Brano fornito —
◇ ◇ ◇ ◇

Nightmares In A Damaged Brain

NIADB-1di Romano Scavolini (Stati Uniti/Italia, 1981)

Esistono tanti registi che, nel bene o nel male, li riusciamo a collegare solo a un film: un caso eclatante è quello dei fratelli Sauro e Romano Scavolini. Il primo, pesarese, cresciuto come sceneggiatore ma salito alla ribalta per il morboso “Amore e Morte Nel Giardino Degli Dei” (1972). Il secondo invece, nato a Fiume nel 1940, formatosi come fotografo e poi come produttore: ma di Romano Scavolini, più prolifico dietro la telecamera, ricordiamo veramente poco. “Un Bianco Vestito Per Marialé” (1972) è ancora oggi un oggetto misterioso che abbiamo visto in pochi, così non resta che fare un salto di ben nove anni per atterrare su un horror entrato di prepotenza nelle grazie degli appassionati, già solo per il fatto che all’epoca fu bollato come video nasty (la temuta lista nera dei film vietati in Gran Bretagna).

◇ ◇ ◇ ◇

Compito da svolgere — Ricopia parola per parola il brano fornito, cominciando da "NIADB-1di Romano Scavolini" e finendo con "in Gran Bretagna).".

◇ ◇ ◇ ◇

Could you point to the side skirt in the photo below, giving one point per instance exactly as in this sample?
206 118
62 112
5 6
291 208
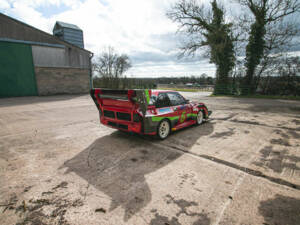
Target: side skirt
183 125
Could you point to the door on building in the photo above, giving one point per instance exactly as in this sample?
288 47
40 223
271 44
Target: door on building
17 76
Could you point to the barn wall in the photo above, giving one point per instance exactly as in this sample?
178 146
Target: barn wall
17 71
59 57
52 80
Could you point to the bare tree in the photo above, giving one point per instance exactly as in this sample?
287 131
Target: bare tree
111 67
206 27
268 32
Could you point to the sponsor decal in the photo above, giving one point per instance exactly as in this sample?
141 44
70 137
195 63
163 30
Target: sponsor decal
159 118
183 117
147 95
165 110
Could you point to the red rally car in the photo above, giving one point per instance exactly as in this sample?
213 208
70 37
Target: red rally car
151 112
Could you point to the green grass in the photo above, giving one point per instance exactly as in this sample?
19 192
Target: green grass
261 96
183 89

◇ ◇ ◇ ◇

Spazio per rispondere —
NIADB-1di Romano Scavolini (Stati Uniti/Italia, 1981)

Esistono tanti registi che, nel bene o nel male, li riusciamo a collegare solo a un film: un caso eclatante è quello dei fratelli Sauro e Romano Scavolini. Il primo, pesarese, cresciuto come sceneggiatore ma salito alla ribalta per il morboso “Amore e Morte Nel Giardino Degli Dei” (1972). Il secondo invece, nato a Fiume nel 1940, formatosi come fotografo e poi come produttore: ma di Romano Scavolini, più prolifico dietro la telecamera, ricordiamo veramente poco. “Un Bianco Vestito Per Marialé” (1972) è ancora oggi un oggetto misterioso che abbiamo visto in pochi, così non resta che fare un salto di ben nove anni per atterrare su un horror entrato di prepotenza nelle grazie degli appassionati, già solo per il fatto che all’epoca fu bollato come video nasty (la temuta lista nera dei film vietati in Gran Bretagna).